**Tasks and exercises**
**a.** In the text on keto eating, why does the last post recommend eating more fat once carbohydrate is cut out? Answer in one to three sentences.
**b.** From the text on keto eating, duplicate the part that opens with the words containing "And anyway, eating" and closes with "your sweet spot.".

As long as you’re keeping your carbs very low (below 20g is the usual starting point), you should eat fat and protein to satiety.

Allow yourself to be guided by your natural appetite rather than what an app suggests you “should” be eating. When you’re hungry, eat until you are satisfied. When you’re not hungry, don’t eat just because “it’s lunch” or “it’s dinner”.


#6

No, you don’t have to eat according to some calculated (guesstimated) numbers that may or may not have much to do with the actual needs of your body.
And anyway, eating more on some days and less on another is perfectly normal too.
Many people here eat according to their hunger and satiation, not numbers. Not even all of us track (I can’t even track all the time, I haven’t any idea about the fat content of my lamb).

You need to eat quite low-carb, at least adequate protein and some fat, enough calories but I can’t possibly know your numbers and there is a huge wriggle room anyway. Adequate protein is fine, I mean, enough for the needs for your body, that was adequate means but I need high protein for satiation and that isn’t a problem at all. Some people eat high protein because they need the energy but eating tons of added fat doesn’t sit well with them.
There aren’t zillion strict rules here, find your sweet spot.

You are new, don’t worry about calories (it’s a good idea later as well but now it’s even more important, keto may be challenging enough even if you enjoy it from day 1). Get used to keto, eat good and enough food, be nicely satiated :slight_smile: If it doesn’t work, you may change something later but why overcomplicating things right away and possibly forcing ourselves being hungry a lot?


(Bacon is a many-splendoured thing) #7

Now that you are no longer getting calories from carbohydrate, where is your caloric intake going to come from? We recommend eating more fat, because fat has the least effect on insulin levels, and ketogenic eating is all about trying to keep serum insulin as low as possible.

**Provided records**
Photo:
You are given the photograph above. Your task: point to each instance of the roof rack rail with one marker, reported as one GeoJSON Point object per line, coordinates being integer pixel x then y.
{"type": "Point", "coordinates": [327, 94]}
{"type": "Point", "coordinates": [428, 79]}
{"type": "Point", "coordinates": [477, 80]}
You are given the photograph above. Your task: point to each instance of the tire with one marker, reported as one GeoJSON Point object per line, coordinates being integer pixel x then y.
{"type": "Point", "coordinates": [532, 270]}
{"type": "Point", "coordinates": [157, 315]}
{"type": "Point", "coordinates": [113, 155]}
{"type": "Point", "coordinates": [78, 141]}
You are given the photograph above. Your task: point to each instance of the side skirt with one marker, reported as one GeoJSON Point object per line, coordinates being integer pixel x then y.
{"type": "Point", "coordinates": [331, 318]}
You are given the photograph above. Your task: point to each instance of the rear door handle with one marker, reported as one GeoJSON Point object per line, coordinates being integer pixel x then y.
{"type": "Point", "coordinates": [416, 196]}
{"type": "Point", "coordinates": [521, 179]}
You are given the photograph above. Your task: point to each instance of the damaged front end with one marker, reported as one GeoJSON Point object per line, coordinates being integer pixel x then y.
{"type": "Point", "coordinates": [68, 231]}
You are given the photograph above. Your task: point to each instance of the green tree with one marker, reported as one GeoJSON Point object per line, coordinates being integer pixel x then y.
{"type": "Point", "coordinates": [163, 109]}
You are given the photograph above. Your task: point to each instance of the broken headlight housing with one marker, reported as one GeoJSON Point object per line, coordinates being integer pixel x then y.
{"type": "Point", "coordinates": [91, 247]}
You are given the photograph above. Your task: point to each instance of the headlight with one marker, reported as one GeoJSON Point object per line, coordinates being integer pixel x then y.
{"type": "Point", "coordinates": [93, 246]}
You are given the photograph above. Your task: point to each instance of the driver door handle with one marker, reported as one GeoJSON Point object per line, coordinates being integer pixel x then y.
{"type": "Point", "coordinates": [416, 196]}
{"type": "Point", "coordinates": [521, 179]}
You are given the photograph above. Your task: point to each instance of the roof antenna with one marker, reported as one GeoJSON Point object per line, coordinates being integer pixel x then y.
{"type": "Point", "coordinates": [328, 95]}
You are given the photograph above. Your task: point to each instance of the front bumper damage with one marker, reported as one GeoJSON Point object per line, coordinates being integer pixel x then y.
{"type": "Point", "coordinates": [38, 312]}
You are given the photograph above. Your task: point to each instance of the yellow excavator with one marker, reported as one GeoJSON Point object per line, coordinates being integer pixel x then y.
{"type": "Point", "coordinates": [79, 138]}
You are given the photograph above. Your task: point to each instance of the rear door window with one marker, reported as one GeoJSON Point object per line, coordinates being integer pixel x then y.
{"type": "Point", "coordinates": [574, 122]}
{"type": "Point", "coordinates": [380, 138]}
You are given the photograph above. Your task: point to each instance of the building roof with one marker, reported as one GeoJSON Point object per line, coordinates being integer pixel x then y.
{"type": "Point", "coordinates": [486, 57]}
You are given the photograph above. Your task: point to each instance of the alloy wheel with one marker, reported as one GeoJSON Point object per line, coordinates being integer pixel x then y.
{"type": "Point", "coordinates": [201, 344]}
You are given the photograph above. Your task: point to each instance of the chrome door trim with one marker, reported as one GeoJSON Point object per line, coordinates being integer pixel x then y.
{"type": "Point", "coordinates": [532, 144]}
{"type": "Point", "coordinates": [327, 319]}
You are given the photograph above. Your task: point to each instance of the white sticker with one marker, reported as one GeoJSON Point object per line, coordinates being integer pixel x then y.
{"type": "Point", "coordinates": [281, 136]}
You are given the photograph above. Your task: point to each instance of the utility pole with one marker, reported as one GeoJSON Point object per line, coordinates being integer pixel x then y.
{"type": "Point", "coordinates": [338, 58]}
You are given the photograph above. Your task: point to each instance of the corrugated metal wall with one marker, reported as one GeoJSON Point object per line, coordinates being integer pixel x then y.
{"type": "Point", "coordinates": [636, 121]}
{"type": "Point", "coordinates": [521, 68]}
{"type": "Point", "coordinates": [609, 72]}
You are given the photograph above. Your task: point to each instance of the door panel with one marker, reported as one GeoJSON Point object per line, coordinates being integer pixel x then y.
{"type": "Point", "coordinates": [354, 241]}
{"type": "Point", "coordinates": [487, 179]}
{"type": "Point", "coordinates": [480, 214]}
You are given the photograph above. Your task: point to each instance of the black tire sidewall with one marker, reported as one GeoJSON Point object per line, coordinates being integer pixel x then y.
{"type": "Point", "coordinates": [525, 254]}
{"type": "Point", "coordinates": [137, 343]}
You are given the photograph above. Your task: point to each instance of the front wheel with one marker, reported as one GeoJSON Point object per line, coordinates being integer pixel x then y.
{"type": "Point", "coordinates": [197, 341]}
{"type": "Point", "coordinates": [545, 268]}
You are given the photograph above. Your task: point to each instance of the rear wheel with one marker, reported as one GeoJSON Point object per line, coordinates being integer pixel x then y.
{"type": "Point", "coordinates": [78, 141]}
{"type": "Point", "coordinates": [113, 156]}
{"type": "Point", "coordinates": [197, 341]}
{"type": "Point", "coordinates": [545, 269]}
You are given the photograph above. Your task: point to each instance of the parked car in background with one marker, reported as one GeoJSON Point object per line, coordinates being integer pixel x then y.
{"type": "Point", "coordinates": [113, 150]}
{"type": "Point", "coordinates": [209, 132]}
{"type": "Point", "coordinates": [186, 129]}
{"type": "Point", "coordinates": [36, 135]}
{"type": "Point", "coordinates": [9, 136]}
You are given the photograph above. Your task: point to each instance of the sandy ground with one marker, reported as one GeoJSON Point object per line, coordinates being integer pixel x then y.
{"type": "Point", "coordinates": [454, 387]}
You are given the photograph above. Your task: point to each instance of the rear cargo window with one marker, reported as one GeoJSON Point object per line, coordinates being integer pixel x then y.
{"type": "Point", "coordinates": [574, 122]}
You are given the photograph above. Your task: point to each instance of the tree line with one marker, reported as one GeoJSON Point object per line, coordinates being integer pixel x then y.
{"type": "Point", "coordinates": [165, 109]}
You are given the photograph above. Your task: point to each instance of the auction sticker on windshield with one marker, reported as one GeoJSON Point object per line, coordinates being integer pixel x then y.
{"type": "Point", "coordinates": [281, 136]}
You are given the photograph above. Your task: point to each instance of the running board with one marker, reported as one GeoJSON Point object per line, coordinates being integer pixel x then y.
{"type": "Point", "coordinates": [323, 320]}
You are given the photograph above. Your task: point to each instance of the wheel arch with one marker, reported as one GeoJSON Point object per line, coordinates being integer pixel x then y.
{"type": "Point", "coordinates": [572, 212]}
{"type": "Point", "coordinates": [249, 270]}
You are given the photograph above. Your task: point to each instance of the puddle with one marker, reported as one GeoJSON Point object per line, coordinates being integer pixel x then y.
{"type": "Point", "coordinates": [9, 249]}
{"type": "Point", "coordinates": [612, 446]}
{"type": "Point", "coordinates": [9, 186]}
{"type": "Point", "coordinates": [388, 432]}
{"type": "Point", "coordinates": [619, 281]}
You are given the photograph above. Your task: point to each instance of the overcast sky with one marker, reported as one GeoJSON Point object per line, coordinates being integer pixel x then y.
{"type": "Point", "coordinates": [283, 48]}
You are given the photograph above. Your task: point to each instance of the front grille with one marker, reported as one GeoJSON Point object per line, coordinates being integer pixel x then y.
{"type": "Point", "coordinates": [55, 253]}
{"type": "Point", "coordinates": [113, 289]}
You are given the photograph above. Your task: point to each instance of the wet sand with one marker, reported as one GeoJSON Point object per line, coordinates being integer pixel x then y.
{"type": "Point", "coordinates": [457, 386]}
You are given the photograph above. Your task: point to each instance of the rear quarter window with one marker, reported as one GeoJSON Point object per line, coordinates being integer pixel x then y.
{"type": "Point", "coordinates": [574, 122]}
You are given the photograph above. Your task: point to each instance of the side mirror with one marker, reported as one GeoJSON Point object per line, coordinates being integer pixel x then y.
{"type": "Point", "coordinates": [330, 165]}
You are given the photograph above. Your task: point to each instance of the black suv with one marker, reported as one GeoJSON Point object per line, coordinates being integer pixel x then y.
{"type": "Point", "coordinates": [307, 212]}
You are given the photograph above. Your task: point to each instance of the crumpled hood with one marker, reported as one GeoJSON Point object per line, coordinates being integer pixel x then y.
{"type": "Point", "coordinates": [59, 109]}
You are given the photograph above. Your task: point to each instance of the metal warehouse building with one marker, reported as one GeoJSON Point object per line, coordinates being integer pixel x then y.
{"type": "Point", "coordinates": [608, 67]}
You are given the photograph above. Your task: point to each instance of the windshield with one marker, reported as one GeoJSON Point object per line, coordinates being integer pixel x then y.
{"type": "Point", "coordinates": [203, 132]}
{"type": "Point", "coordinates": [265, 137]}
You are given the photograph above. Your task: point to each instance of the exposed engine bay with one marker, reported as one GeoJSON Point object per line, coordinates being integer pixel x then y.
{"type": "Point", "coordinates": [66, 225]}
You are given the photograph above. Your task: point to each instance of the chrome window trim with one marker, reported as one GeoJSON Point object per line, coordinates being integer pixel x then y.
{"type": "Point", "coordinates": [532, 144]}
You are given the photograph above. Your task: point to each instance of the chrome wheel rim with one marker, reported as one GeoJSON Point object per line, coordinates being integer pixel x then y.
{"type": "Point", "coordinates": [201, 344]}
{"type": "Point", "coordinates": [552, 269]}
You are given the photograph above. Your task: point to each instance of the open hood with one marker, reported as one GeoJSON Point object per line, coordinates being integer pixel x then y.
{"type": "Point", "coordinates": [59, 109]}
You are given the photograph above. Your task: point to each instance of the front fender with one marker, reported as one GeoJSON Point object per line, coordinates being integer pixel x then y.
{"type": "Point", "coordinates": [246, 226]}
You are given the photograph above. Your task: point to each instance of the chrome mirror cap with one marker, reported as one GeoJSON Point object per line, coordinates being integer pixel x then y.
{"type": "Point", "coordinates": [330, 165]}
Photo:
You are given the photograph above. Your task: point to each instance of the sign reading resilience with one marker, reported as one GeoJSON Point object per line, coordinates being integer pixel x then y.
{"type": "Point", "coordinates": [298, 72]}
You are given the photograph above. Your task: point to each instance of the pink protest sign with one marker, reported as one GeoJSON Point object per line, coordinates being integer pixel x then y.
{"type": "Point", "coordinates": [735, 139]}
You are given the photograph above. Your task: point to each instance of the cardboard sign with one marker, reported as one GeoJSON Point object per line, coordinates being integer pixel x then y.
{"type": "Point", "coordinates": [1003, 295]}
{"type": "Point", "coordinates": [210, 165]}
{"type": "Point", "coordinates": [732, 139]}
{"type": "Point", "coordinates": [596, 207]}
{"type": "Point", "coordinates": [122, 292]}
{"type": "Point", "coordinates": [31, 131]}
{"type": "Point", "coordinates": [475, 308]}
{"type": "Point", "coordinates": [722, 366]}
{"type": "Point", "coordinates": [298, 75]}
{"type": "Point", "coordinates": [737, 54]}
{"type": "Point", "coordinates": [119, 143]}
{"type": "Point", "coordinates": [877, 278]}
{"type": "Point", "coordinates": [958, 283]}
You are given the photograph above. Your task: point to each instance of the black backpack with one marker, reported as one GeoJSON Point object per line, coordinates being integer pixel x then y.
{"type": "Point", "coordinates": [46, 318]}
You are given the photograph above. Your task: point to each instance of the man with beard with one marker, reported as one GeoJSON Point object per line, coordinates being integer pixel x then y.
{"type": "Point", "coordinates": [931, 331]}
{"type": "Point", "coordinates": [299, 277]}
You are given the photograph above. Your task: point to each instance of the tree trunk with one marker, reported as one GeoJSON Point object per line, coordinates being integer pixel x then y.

**Task results**
**a.** Fat is recommended because it has the least effect on insulin levels. Ketogenic eating aims to keep serum insulin as low as possible, so fat is the preferred source of the calories that carbohydrate no longer supplies.

**b.**
And anyway, eating more on some days and less on another is perfectly normal too.
Many people here eat according to their hunger and satiation, not numbers. Not even all of us track (I can’t even track all the time, I haven’t any idea about the fat content of my lamb).

You need to eat quite low-carb, at least adequate protein and some fat, enough calories but I can’t possibly know your numbers and there is a huge wriggle room anyway. Adequate protein is fine, I mean, enough for the needs for your body, that was adequate means but I need high protein for satiation and that isn’t a problem at all. Some people eat high protein because they need the energy but eating tons of added fat doesn’t sit well with them.
There aren’t zillion strict rules here, find your sweet spot.